-- BEGIN --

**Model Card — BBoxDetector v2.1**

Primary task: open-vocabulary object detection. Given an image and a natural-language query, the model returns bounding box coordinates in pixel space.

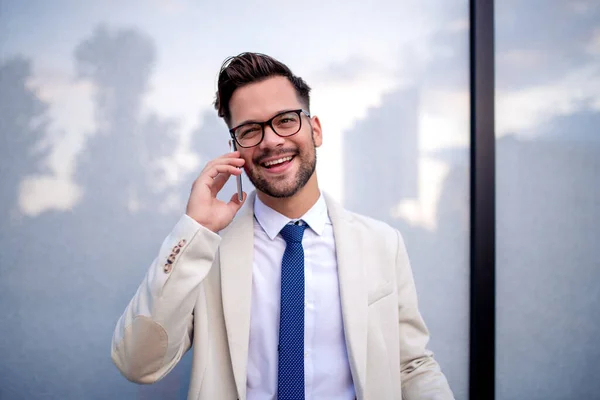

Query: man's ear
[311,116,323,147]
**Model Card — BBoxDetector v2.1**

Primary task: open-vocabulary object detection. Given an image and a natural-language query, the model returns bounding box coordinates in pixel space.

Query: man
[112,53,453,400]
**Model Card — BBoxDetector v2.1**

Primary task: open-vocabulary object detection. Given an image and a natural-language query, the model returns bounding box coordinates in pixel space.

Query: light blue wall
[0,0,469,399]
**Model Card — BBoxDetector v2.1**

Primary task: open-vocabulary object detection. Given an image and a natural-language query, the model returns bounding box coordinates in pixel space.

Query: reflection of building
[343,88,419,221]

-- END --
-- BEGIN --

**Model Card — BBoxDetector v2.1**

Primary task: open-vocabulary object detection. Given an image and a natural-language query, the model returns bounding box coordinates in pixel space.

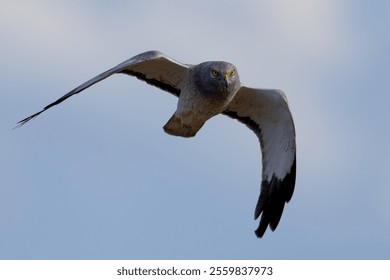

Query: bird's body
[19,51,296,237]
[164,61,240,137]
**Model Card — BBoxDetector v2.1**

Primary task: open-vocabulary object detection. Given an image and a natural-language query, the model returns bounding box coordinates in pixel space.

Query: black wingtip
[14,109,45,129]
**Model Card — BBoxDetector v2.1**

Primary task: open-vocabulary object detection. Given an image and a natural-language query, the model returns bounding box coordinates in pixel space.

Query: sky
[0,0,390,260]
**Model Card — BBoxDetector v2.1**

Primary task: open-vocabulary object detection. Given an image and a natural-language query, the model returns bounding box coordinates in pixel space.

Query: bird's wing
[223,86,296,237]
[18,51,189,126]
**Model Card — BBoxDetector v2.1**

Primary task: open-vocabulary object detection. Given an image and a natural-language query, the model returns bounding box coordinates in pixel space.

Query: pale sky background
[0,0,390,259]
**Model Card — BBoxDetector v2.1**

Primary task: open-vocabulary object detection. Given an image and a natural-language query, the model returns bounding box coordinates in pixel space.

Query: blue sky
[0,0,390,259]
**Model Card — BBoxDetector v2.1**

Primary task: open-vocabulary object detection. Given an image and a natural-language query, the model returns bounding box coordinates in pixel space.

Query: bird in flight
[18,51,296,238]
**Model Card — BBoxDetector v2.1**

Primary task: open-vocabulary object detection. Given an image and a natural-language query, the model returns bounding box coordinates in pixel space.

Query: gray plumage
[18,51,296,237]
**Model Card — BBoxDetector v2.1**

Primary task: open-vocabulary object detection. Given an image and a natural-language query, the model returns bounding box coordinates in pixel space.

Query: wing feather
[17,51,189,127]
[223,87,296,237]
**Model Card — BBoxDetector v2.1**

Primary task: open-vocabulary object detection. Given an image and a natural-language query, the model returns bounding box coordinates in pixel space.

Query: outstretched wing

-- END --
-- BEGIN --

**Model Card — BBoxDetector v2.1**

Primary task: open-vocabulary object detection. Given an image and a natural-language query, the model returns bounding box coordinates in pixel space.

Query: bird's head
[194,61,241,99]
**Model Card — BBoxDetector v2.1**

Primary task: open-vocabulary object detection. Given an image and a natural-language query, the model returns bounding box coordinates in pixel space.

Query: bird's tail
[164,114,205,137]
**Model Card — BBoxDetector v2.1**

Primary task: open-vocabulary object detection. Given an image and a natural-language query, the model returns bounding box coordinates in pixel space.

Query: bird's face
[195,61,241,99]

-- END --

Please return each line from the rows above that contains the word "bird". Case counts.

Query: bird's body
Query: bird's wing
Query: bird in flight
Query: bird's head
Query: bird's tail
Query: bird's face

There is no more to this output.